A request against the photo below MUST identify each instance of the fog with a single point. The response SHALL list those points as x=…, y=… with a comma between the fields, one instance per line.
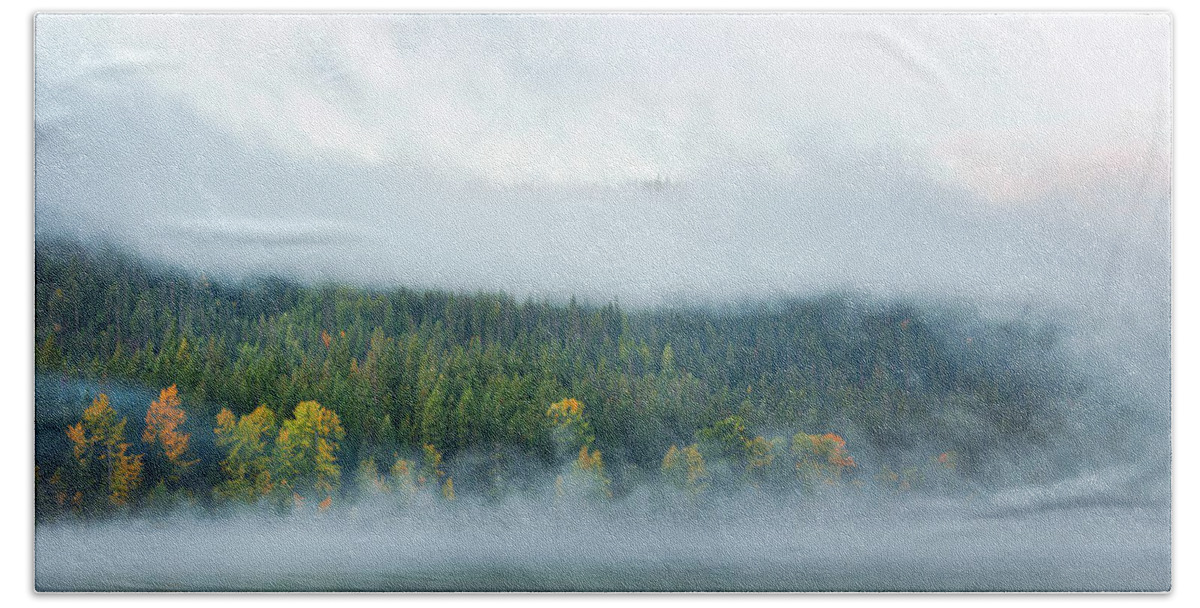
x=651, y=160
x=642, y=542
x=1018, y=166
--
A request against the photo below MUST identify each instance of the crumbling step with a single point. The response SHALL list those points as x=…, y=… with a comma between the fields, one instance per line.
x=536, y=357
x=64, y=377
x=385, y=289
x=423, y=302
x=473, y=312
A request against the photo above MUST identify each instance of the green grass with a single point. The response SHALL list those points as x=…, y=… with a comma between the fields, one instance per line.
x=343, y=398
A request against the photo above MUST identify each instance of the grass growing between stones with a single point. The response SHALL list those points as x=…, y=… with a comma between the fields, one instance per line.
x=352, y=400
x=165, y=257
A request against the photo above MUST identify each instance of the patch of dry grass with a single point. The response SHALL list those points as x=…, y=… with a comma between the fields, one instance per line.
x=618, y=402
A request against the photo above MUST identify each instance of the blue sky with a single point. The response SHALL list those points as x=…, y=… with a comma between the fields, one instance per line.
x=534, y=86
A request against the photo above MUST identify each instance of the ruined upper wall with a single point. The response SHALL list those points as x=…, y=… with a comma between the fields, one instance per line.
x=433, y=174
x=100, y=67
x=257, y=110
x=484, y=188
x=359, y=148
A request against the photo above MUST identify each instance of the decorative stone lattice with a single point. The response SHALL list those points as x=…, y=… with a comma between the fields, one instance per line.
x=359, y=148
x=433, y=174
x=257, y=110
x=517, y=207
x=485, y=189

__PROBLEM__.
Please copy out every line of the material above that contains the string "below".

__TASK ANSWER__.
A request against the photo below MUST identify each instance of the fog with a single point. The response SHALL list those points as x=…, y=… with a comma between the fields, one instance per line.
A request against the photo below MUST identify each instance of the crumbling step with a single point. The response SHALL list those points as x=…, y=… with a comma between the fields, one instance per line.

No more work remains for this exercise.